*** ページの文章 ***

辺獄のシュヴェスタ
以下はWikipediaより引用
要約
『辺獄のシュヴェスタ』(へんごくのシュヴェスタ)は、竹良実による日本の漫画作品。『月刊!スピリッツ』(小学館)にて、2015年2月号から2017年12月号まで連載された。全6巻。全32話。
概要
2013年に『地の底の天上』で第265回スピリッツ賞の最高賞である「スピリッツ賞」を受賞した竹良実の初連載作品。16世紀の神聖ローマ帝国を舞台に、魔女狩りによって養母の命を奪われた少女・エラによる復讐劇を描く。
作品の時代設定を16世紀、舞台を神聖ローマ帝国の修道院にしたことについて、作者の竹良は「宗教改革や印刷技術の普及によって人々の生活に変化が生まれ始めた時代の中で、『集団の中で毎日を戦っている主人公』を描くため」と述べており、『地の底の天上』、『辺獄のシュヴェスタ』共に中近世のヨーロッパを舞台にした作品であるものの、竹良が元々ヨーロッパ史に造詣が深かったというわけではない旨が担当編集者から語られている。 また、本作には岡山大学の大貫俊夫准教授が時代考証・研究者として参加しており、同校では本作を題材にした授業も行われた。

***

§ やること A: 『辺獄のシュヴェスタ』の紹介文を、「作品の時代設定を16世紀、舞」が入っている言葉から書き始め、「を題材にした授業も行われた。」まで来たら止めて、一字も変えずに打ち直してください。
§ やること B: 『辺獄のシュヴェスタ』の紹介文と、次の(i)〜(iii)が合っているかを確かめてください。(i) 『月刊!スピリッツ』での連載は2015年2月号から始まった。(ii) 作者はもともとヨーロッパ史にくわしかった。(iii) 作品は全部で40話ある。それぞれ「はい」か「いいえ」で答え、決め手になった紹介文の言葉をそのまま引いてください。
ここからの行は、上の文章とは別のところから集めたものです。

*** 手元のデータ ***

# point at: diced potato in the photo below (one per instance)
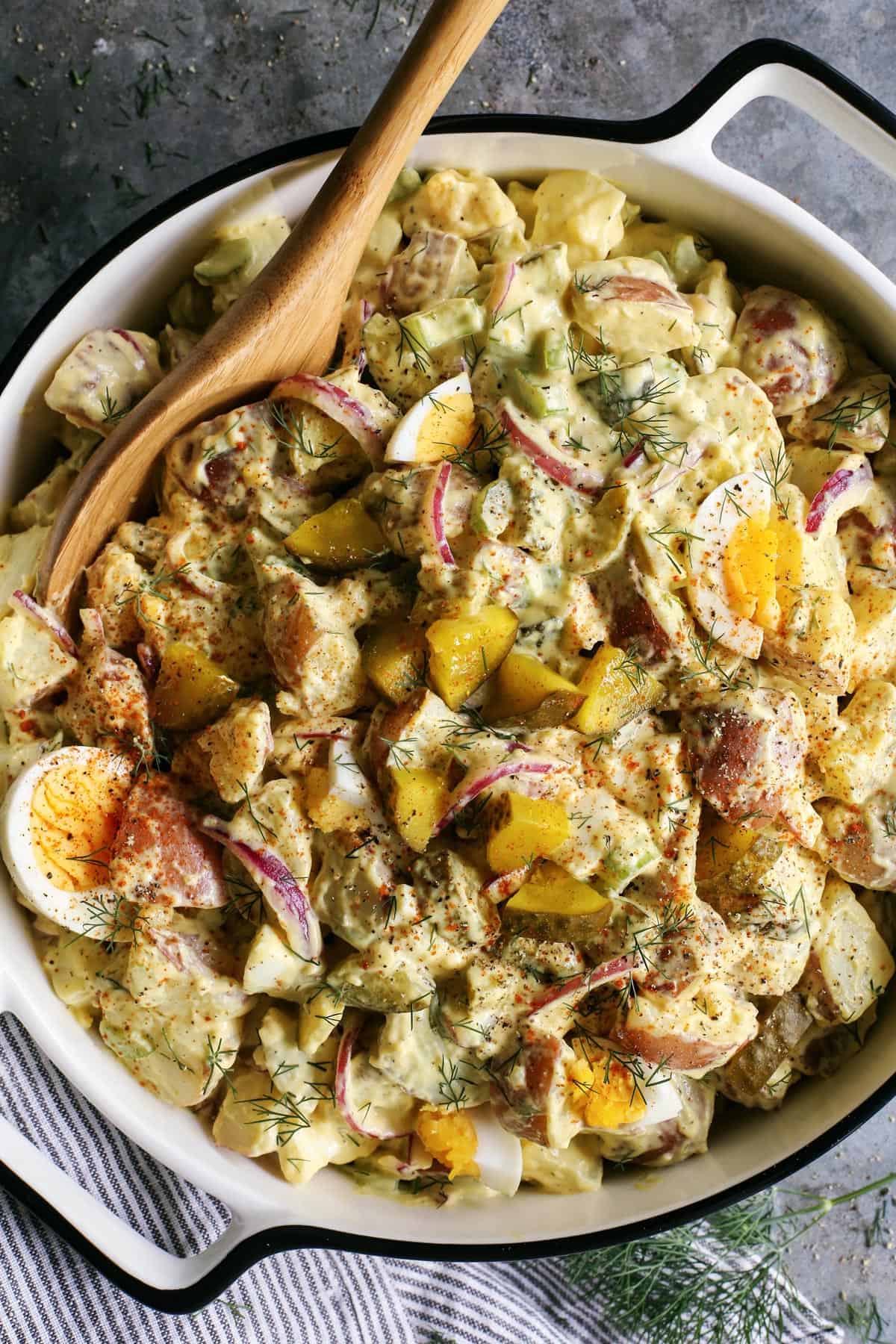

***

§ 答え A:
作品の時代設定を16世紀、舞台を神聖ローマ帝国の修道院にしたことについて、作者の竹良は「宗教改革や印刷技術の普及によって人々の生活に変化が生まれ始めた時代の中で、『集団の中で毎日を戦っている主人公』を描くため」と述べており、『地の底の天上』、『辺獄のシュヴェスタ』共に中近世のヨーロッパを舞台にした作品であるものの、竹良が元々ヨーロッパ史に造詣が深かったというわけではない旨が担当編集者から語られている。 また、本作には岡山大学の大貫俊夫准教授が時代考証・研究者として参加しており、同校では本作を題材にした授業も行われた。

§ 答え B:
(i) はい。「『月刊!スピリッツ』(小学館)にて、2015年2月号から2017年12月号まで連載された」
(ii) いいえ。「竹良が元々ヨーロッパ史に造詣が深かったというわけではない」
(iii) いいえ。「全32話」